··· Dokumenttext ···

Schlechterstellung bei "Lebensbejahung"
Als "absurd" bezeichnet die Ethikerin zudem den Umstand, dass jene "Eltern, die ihr behindertes Kind annehmen, ohne eine Abtreibung in Erwägung zu ziehen, nun ungleich schlechter dastehen, was den Anspruch auf finanziellen Ausgleich anlangt als jene, die von vorneherein sagen: 'Wir hätten das Kind bei Behinderung abgetrieben, jetzt müssen wir für es sorgen'". Es dürfe nicht sein, dass man "für Lebensbejahung benachteiligt wird", so Kummer. Im Sinne des Wohls der Kinder wäre vielmehr die Schaffung gesetzlicher Regelungen wichtig, "damit es für alle betroffenen Familien mit beeinträchtigten Kindern Unterstützung gibt - unabhängig davon, ob eine Abtreibung in Betracht gezogen worden ist oder nicht".

···

Aufgaben:
1/ Beantworten Sie zum Text über die Schlechterstellung bei Lebensbejahung diese Fragen:
(a) Mit welchem Wort bezeichnet die Ethikerin den geschilderten Umstand?
(b) Wofür darf man laut Kummer nicht benachteiligt werden?
(c) Wem sollen gesetzliche Regelungen Unterstützung sichern?
2/ Fassen Sie den Text über die Schlechterstellung bei Lebensbejahung in zwei Sätzen zusammen.
3/ Führen Sie den Text über die Schlechterstellung bei Lebensbejahung nach seinem letzten Satz fort.
Die Einträge stammen aus einer anderen Quelle.

··· Gegebene Angaben ···

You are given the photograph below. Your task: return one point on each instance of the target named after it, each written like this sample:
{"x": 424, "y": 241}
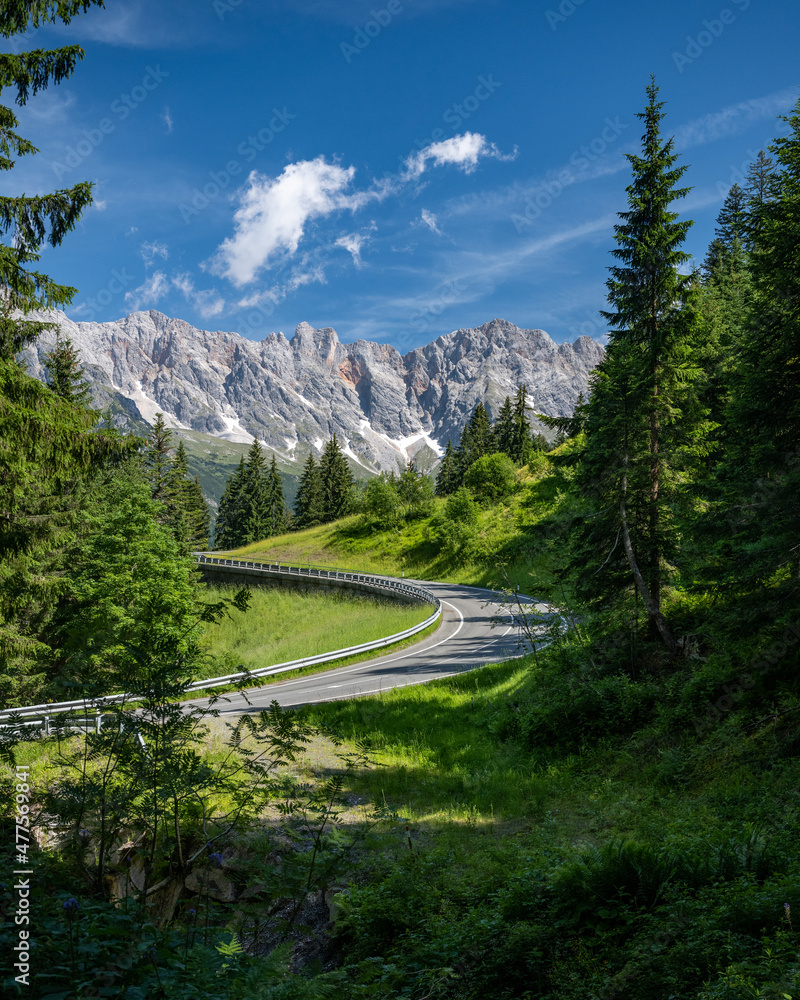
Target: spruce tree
{"x": 255, "y": 496}
{"x": 337, "y": 480}
{"x": 449, "y": 476}
{"x": 187, "y": 512}
{"x": 637, "y": 391}
{"x": 763, "y": 467}
{"x": 308, "y": 502}
{"x": 32, "y": 221}
{"x": 476, "y": 438}
{"x": 230, "y": 524}
{"x": 521, "y": 433}
{"x": 278, "y": 515}
{"x": 727, "y": 248}
{"x": 48, "y": 448}
{"x": 158, "y": 459}
{"x": 65, "y": 374}
{"x": 503, "y": 428}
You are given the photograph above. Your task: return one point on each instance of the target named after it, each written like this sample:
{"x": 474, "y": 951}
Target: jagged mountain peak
{"x": 293, "y": 394}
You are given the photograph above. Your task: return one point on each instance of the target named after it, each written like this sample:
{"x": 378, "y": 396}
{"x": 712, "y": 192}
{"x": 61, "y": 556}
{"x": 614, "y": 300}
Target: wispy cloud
{"x": 274, "y": 212}
{"x": 158, "y": 285}
{"x": 429, "y": 219}
{"x": 463, "y": 151}
{"x": 151, "y": 291}
{"x": 207, "y": 302}
{"x": 733, "y": 119}
{"x": 149, "y": 252}
{"x": 353, "y": 242}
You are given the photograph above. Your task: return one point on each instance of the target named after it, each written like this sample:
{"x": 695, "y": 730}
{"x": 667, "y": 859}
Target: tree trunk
{"x": 653, "y": 610}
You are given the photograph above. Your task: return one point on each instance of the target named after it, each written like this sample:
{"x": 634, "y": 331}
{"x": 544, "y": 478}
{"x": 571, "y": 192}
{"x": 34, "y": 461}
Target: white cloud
{"x": 462, "y": 151}
{"x": 429, "y": 219}
{"x": 274, "y": 213}
{"x": 206, "y": 301}
{"x": 149, "y": 292}
{"x": 353, "y": 242}
{"x": 150, "y": 251}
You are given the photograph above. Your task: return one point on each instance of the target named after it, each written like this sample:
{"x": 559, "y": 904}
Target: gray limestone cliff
{"x": 294, "y": 394}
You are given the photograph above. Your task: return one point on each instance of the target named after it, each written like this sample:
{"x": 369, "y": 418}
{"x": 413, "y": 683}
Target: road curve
{"x": 466, "y": 639}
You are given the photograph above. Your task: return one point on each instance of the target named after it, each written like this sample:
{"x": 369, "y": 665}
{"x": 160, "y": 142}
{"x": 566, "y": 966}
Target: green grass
{"x": 284, "y": 625}
{"x": 436, "y": 763}
{"x": 512, "y": 542}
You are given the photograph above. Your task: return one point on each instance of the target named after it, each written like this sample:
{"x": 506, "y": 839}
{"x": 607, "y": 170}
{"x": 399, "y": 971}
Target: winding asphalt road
{"x": 465, "y": 640}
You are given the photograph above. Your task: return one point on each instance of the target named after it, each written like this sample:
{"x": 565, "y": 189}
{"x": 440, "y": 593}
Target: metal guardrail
{"x": 378, "y": 583}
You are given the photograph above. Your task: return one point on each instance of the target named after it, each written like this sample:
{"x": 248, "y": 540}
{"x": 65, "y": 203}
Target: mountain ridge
{"x": 294, "y": 393}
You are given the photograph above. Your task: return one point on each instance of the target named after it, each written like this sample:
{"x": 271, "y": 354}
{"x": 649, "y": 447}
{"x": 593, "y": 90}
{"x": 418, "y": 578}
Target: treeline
{"x": 253, "y": 505}
{"x": 94, "y": 539}
{"x": 509, "y": 435}
{"x": 685, "y": 464}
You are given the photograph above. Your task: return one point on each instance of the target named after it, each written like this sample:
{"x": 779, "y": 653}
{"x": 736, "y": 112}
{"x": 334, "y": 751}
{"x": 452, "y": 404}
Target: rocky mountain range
{"x": 295, "y": 393}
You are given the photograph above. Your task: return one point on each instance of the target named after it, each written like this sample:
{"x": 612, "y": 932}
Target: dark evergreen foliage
{"x": 308, "y": 510}
{"x": 338, "y": 483}
{"x": 449, "y": 476}
{"x": 64, "y": 372}
{"x": 632, "y": 439}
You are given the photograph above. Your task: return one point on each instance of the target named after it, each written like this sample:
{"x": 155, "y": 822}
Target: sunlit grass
{"x": 437, "y": 763}
{"x": 284, "y": 625}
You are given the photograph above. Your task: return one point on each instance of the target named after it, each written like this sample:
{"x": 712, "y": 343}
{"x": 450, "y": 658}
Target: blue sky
{"x": 396, "y": 169}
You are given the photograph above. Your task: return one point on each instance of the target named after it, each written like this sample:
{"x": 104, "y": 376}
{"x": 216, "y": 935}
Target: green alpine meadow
{"x": 613, "y": 814}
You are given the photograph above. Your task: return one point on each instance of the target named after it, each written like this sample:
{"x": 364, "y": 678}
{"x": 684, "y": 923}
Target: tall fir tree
{"x": 476, "y": 438}
{"x": 763, "y": 496}
{"x": 48, "y": 448}
{"x": 308, "y": 510}
{"x": 503, "y": 428}
{"x": 255, "y": 495}
{"x": 726, "y": 250}
{"x": 230, "y": 523}
{"x": 278, "y": 515}
{"x": 32, "y": 221}
{"x": 449, "y": 477}
{"x": 639, "y": 387}
{"x": 337, "y": 480}
{"x": 158, "y": 459}
{"x": 521, "y": 434}
{"x": 187, "y": 510}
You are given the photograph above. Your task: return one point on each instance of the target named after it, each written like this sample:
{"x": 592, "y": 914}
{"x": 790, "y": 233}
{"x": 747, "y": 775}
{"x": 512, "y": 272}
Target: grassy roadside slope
{"x": 511, "y": 542}
{"x": 567, "y": 826}
{"x": 283, "y": 625}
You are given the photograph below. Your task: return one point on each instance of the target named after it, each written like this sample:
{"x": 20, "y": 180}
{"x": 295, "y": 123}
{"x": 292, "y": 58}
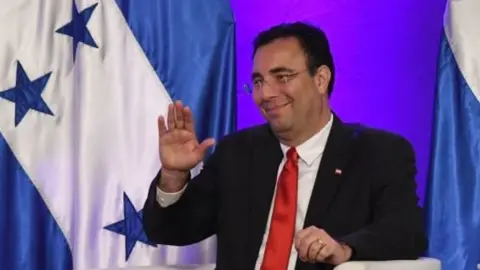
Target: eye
{"x": 282, "y": 77}
{"x": 257, "y": 82}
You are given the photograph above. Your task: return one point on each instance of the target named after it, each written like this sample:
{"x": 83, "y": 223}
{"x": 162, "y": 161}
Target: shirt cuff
{"x": 165, "y": 199}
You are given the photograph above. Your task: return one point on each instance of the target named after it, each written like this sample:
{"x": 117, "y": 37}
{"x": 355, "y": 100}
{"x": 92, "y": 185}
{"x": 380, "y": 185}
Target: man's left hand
{"x": 314, "y": 245}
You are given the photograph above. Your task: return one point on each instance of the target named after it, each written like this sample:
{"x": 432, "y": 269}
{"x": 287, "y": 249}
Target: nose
{"x": 267, "y": 91}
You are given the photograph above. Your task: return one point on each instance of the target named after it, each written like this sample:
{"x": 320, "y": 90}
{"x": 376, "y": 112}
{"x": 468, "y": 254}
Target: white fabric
{"x": 463, "y": 33}
{"x": 103, "y": 140}
{"x": 310, "y": 153}
{"x": 420, "y": 264}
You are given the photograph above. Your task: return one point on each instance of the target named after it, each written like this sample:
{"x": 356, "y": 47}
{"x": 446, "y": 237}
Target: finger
{"x": 188, "y": 116}
{"x": 315, "y": 251}
{"x": 305, "y": 244}
{"x": 179, "y": 121}
{"x": 171, "y": 117}
{"x": 161, "y": 126}
{"x": 325, "y": 252}
{"x": 300, "y": 235}
{"x": 203, "y": 146}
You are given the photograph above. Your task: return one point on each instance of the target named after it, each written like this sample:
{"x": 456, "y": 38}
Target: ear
{"x": 322, "y": 79}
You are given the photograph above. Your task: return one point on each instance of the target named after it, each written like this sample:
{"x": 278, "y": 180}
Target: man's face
{"x": 285, "y": 92}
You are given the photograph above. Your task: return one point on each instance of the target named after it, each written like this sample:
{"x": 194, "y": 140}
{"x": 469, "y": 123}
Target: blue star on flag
{"x": 131, "y": 226}
{"x": 77, "y": 28}
{"x": 27, "y": 94}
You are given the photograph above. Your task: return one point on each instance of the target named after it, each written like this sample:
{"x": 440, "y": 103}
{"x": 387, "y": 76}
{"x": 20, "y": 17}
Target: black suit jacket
{"x": 371, "y": 206}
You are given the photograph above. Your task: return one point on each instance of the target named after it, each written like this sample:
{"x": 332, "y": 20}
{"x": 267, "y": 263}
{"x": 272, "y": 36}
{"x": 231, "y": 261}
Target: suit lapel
{"x": 335, "y": 157}
{"x": 267, "y": 156}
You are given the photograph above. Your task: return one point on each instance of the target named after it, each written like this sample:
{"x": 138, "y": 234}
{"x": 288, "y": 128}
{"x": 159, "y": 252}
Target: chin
{"x": 279, "y": 127}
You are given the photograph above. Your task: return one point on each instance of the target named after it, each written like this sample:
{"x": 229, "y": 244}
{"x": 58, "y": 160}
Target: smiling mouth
{"x": 275, "y": 107}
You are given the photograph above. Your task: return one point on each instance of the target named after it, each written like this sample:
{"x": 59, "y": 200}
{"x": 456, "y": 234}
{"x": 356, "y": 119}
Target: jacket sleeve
{"x": 397, "y": 231}
{"x": 193, "y": 217}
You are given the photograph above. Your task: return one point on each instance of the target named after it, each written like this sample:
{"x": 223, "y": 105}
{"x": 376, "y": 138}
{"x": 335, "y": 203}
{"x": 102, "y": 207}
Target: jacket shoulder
{"x": 377, "y": 140}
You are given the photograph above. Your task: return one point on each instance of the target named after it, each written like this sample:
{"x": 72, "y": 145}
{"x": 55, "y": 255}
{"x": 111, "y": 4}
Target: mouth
{"x": 275, "y": 108}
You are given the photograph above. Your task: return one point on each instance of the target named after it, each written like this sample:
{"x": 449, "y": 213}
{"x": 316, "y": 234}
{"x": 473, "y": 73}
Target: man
{"x": 304, "y": 191}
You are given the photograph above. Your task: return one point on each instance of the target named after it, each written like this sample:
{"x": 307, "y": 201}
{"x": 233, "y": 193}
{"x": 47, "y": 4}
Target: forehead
{"x": 285, "y": 52}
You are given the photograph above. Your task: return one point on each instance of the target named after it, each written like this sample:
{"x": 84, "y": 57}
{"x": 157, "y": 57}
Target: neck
{"x": 294, "y": 138}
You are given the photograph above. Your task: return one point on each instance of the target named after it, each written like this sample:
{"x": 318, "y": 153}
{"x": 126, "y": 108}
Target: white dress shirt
{"x": 310, "y": 153}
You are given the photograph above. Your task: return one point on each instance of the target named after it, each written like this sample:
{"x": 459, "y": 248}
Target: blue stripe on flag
{"x": 191, "y": 46}
{"x": 453, "y": 197}
{"x": 31, "y": 239}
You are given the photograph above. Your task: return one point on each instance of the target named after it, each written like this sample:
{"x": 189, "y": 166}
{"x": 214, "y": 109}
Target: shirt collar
{"x": 312, "y": 148}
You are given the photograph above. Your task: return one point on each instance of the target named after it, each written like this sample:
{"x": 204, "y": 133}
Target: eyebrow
{"x": 273, "y": 71}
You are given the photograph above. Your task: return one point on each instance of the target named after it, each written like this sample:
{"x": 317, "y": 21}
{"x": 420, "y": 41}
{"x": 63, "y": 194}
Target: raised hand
{"x": 179, "y": 150}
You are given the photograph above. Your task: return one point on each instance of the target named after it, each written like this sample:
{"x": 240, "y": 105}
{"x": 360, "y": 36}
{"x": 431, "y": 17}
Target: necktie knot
{"x": 292, "y": 154}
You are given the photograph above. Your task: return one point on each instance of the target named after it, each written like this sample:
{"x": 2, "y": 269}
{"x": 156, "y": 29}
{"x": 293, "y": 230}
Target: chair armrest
{"x": 420, "y": 264}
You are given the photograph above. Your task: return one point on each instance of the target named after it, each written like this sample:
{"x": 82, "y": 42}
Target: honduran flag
{"x": 82, "y": 83}
{"x": 453, "y": 199}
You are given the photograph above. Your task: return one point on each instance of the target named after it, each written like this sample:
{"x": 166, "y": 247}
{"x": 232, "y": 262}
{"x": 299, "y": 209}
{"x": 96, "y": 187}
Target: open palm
{"x": 179, "y": 147}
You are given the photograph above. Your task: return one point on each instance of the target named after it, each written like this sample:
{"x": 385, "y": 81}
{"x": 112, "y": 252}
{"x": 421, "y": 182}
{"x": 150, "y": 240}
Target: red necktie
{"x": 282, "y": 227}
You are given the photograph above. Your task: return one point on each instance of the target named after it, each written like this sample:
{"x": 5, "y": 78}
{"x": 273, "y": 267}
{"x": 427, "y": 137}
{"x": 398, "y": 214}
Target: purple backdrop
{"x": 385, "y": 53}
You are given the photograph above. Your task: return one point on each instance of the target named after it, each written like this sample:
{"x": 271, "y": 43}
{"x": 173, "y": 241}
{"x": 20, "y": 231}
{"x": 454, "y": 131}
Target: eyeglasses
{"x": 278, "y": 80}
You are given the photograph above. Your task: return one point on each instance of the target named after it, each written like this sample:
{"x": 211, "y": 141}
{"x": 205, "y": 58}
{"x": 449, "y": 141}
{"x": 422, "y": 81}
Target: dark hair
{"x": 312, "y": 40}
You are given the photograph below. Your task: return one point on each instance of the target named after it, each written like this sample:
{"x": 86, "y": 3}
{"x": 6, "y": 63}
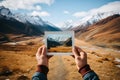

···

Antworten:
1/
(a) Als "absurd".
(b) Für Lebensbejahung.
(c) Allen betroffenen Familien mit beeinträchtigten Kindern, unabhängig davon, ob eine Abtreibung in Betracht gezogen worden ist oder nicht.

2/ Die Ethikerin Kummer nennt es absurd, dass Eltern, die ihr behindertes Kind ohne Erwägung einer Abtreibung annehmen, beim Anspruch auf finanziellen Ausgleich schlechter dastehen als Eltern, die das Kind bei Behinderung abgetrieben hätten. Im Sinne des Kindeswohls hält sie gesetzliche Regelungen für wichtig, die allen betroffenen Familien mit beeinträchtigten Kindern Unterstützung geben, unabhängig davon, ob eine Abtreibung in Betracht gezogen wurde.

3/
Vorschläge für eine solche Regelung lägen schon lange vor, verwies die IMABE-Direktorin auf ein Konzept aus dem Jahr 2011. Damals hatte die Österreichische Gesellschaft für Prä- und Perinatale Medizin einen Fonds angeregt, der an Eltern behinderter Kinder Zahlungen leistet, ohne die Ärzte dabei aus "verhältnismäßiger" Haftung zu entlassen. Betroffene Paare sollten sich außergerichtlich an den Fonds wenden können, der dann auch die Prüfung der Haftungsfrage der Gynäkologen übernehmen und Regressforderungen an den Arzt stellen würde. Zivilrechtliche Klagen wären bei Vorsatz oder grober Fahrlässigkeit auch weiterhin möglich. "Der Vorteil wäre auch, dass die Hilfe schneller beim Kind ankommt", so Kummer.
"Aktion Leben" für "Paradigmenwechsel"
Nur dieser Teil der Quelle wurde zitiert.